• Exercise:
Give back the entire listing verbatim.

• Exercise input:
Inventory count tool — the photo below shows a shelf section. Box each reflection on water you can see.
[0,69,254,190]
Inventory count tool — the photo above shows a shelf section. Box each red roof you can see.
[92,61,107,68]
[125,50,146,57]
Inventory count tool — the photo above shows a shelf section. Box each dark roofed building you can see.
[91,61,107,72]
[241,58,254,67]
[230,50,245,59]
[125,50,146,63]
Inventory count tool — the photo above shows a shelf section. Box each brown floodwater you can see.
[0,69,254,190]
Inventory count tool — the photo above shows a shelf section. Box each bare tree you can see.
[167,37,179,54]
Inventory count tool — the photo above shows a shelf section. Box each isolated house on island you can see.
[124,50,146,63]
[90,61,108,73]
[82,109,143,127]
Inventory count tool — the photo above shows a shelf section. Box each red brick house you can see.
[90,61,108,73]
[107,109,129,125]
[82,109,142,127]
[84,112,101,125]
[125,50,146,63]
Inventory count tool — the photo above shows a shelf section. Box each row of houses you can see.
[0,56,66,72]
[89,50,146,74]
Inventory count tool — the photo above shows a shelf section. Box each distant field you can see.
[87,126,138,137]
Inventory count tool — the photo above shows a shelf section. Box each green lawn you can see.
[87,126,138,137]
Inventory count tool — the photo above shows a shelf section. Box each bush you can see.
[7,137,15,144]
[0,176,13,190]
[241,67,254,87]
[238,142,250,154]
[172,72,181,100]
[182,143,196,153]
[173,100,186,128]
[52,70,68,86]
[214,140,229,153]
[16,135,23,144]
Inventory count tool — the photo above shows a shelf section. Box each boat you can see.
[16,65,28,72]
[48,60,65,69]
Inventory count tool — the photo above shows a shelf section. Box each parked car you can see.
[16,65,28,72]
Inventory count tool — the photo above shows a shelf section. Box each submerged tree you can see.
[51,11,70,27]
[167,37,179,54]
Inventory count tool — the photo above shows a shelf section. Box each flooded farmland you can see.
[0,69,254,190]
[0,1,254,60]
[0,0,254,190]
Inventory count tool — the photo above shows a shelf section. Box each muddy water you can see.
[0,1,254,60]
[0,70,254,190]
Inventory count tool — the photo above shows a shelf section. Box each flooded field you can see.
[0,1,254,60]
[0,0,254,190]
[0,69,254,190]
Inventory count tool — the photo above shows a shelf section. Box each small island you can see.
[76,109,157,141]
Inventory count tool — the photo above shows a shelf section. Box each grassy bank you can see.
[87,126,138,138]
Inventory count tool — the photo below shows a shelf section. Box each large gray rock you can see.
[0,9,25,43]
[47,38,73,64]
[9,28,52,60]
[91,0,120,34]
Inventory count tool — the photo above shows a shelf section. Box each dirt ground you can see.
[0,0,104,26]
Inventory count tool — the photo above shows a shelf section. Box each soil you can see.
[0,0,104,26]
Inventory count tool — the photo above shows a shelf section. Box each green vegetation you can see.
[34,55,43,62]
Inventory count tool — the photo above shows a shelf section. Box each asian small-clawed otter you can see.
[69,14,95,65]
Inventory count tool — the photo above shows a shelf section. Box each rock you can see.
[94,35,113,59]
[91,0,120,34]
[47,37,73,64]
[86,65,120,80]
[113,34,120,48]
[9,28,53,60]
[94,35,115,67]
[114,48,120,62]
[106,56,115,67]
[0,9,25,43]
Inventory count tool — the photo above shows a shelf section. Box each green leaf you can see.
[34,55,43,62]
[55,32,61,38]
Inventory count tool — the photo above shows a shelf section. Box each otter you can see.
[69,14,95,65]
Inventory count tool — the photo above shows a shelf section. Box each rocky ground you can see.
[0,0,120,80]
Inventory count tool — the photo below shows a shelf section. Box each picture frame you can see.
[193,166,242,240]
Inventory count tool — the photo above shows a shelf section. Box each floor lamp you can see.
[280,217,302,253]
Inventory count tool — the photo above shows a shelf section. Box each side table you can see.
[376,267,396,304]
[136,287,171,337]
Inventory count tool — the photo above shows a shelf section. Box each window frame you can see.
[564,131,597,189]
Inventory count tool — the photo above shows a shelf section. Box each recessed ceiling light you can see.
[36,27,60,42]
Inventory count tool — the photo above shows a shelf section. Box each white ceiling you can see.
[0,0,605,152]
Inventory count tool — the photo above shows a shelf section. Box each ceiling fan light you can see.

• Task solution:
Inventory count tool — the photo below shows a shelf section. Box each reflection on water you can see.
[0,69,254,190]
Inventory count tool — the photo above shows a shelf section. Box each red roof you can see.
[92,61,107,68]
[125,50,146,57]
Inventory count tool — the photo above shows a shelf section. Box each dark roofed building you can see.
[91,61,107,72]
[241,58,254,67]
[230,50,245,59]
[125,50,146,63]
Inventory count tool — the photo above shows a shelf section. Box each brown floodwater you can see.
[0,69,254,190]
Inventory count tool — the photo above shows a shelf section. Box each bare tree you can see.
[167,37,179,54]
Inventory count tool — the photo above shows a shelf section. Box each isolated house on island you can see.
[124,50,146,63]
[90,61,108,73]
[82,109,143,127]
Inventory count tool — the photo above shows a shelf section. Box each red brick house you can see.
[90,61,108,73]
[107,109,129,125]
[82,109,142,127]
[84,112,101,125]
[125,50,146,63]
Inventory count tool — the photo above shows a shelf section. Box each row of houses you can see.
[0,56,66,72]
[89,50,146,74]
Inventory count tool — the photo above shows a shelf section. Box each distant field you can see.
[87,126,138,137]
Inventory count tool — the photo above shows a shelf section. Box each green lawn you can see.
[87,126,138,137]
Inventory count tool — the photo above shows a shelf section. Box each bush you can see.
[7,137,15,144]
[0,176,13,190]
[241,67,254,87]
[238,142,250,154]
[172,72,181,100]
[182,143,196,153]
[173,100,186,128]
[52,70,68,86]
[214,140,229,153]
[16,135,23,144]
Inventory count tool — the photo above shows a shelf section. Box each boat you can see.
[16,65,28,72]
[48,60,65,69]
Inventory count tool — the photo above shows a shelf section. Box each parked car you can see.
[16,65,28,72]
Inventory count tool — the photo above shows a shelf section. Box each submerged tree you can see.
[51,11,70,27]
[167,37,179,54]
Inventory count tool — the photo above shows a shelf section. Box each flooded farmland you can see.
[0,69,254,190]
[0,1,254,60]
[0,0,254,190]
Inventory count tool — the photo above shows a shelf section. Box each muddy water you can see.
[0,1,254,60]
[0,70,254,190]
Inventory count tool — the photo above shows a shelf section. Box each flooded field you can see.
[0,1,254,60]
[0,0,254,190]
[0,69,254,190]
Inventory count tool — the photo above shows a shelf section. Box each small island you can see.
[76,109,157,141]
Inventory count tool — the photo above shows a shelf section. Box each grassy bank you can see.
[87,126,138,138]
Inventory count tool — the photo below shows a shelf section. Box each large gray rock you can see.
[0,9,25,43]
[47,38,73,64]
[9,28,52,60]
[91,0,120,34]
Inventory count tool — the photo above shows a shelf section. Box each dirt ground you can see.
[0,0,104,26]
Inventory count tool — the photo above shows a shelf section. Box each soil you can see.
[0,0,104,26]
Inventory count tool — the photo above shows a shelf section. Box each green vegetation you can see.
[34,55,43,62]
Inventory count tool — the photo above shows a shelf section. Box each asian small-clawed otter you can see.
[69,14,95,65]
Inventory count tool — the photo above shows a shelf section. Box each rock you can see.
[94,35,113,59]
[91,0,120,34]
[47,37,73,64]
[86,65,120,80]
[113,34,120,48]
[9,28,53,60]
[94,35,115,67]
[114,48,120,62]
[106,56,115,67]
[0,9,25,43]
Inventory count tool — the photo above shows a shelf section. Box each green leaf you can see.
[34,55,43,62]
[55,32,61,38]
Inventory count tool — the photo above shows a shelf section. Box each otter you can see.
[69,14,95,65]
Inventory count tool — the photo above shows a shelf section. Box each rocky ground you can see.
[0,0,120,80]
Inventory count tool — the photo below shows a shelf section. Box each picture frame you can see.
[193,166,242,240]
Inventory count tool — the photo above shows a shelf section. Box each floor lamp you can see.
[280,217,302,253]
Inventory count tool — the photo above shows a shelf section. Box each side table you can see.
[376,267,396,304]
[136,287,171,337]
Inventory count tool — the photo above shows a shelf section. Box each window frame you can see.
[564,131,597,189]
Inventory count tool — the photo above shows a shelf section. Box each recessed ceiling light you can see.
[36,27,60,42]
Inventory count tool — the photo above shows a shelf section. Box each white ceiling you can see.
[0,0,605,152]
Inventory count tool — the photo above shows a shelf section. Box each ceiling fan light you can see.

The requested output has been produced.